WHAT TO PRODUCE>
Look for the line containing "A point marks every instance of the white" in the records below. Then output it and all the lines that follow, exactly and without any others.

(SOURCE MATERIAL)

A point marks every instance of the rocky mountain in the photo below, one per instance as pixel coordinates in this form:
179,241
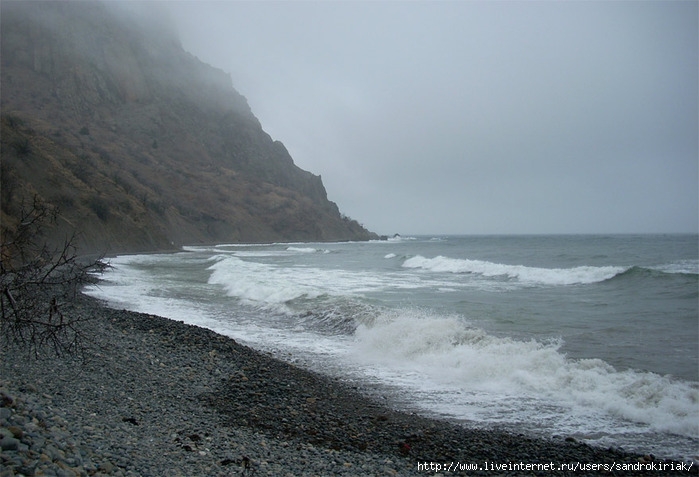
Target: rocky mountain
141,145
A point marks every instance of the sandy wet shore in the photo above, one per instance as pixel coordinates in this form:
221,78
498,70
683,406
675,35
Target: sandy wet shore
157,397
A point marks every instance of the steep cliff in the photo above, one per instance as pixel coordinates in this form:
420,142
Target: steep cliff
141,145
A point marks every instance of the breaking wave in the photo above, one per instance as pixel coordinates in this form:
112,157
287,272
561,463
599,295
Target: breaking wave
527,275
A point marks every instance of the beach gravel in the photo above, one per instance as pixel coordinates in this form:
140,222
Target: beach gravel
155,397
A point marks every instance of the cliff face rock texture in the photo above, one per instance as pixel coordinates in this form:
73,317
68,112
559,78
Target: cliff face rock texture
141,145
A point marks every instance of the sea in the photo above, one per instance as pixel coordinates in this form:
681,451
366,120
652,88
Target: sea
594,337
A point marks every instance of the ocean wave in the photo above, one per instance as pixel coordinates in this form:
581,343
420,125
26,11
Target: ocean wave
531,275
447,352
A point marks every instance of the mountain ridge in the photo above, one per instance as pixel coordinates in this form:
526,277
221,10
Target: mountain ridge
141,145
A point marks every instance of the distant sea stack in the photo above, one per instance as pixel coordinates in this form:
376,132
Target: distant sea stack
141,145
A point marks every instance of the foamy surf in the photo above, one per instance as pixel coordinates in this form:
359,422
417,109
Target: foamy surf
526,275
581,341
448,352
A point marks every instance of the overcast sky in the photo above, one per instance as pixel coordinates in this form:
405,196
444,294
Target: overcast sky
473,116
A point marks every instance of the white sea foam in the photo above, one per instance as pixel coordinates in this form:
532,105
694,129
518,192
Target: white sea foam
531,275
446,352
690,267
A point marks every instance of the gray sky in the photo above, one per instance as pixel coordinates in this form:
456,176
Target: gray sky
473,116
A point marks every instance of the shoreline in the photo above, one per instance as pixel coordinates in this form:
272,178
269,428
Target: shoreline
160,397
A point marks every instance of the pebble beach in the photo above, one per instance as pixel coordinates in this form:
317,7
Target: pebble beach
149,396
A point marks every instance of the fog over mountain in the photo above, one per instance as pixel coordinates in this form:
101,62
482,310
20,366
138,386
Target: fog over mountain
140,144
474,116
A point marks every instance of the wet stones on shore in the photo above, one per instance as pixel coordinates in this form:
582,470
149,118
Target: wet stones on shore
158,397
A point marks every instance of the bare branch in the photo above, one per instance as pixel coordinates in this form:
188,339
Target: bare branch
37,283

(End SOURCE MATERIAL)

REPLY>
A point marks every instance of the white sea foam in the photo above, one per instance as pixel coordinates in this form:
532,105
694,129
518,192
Target: white sea foam
531,275
446,352
690,267
A point marks every instance of the gray sky in the photo above, one per instance as pixel coordinates in this form:
456,176
Target: gray sky
473,116
A point marks every instance of the shoreline in the photo above, one per instance as pixel coordinates in this form:
272,178
269,428
Target: shoreline
160,397
A point marks every instance of the pebble beach in the photo above, one per instance as pixel coordinates in this form:
317,7
Target: pebble beach
149,396
A point marks every instance of the fog over mountain in the photo above, one per instance as pixel coordinates in this form:
101,62
482,310
20,366
138,386
Target: fog over mountain
140,144
474,116
A point marks every instance of the wet stones on shore in the photo above, one per instance as pixel coordinates in this form:
582,470
149,118
Target: wet stones on shore
158,397
A point marks every instance of the bare branch in the photo above, one per instance as pixel coordinates in this form:
188,339
Target: bare branch
37,283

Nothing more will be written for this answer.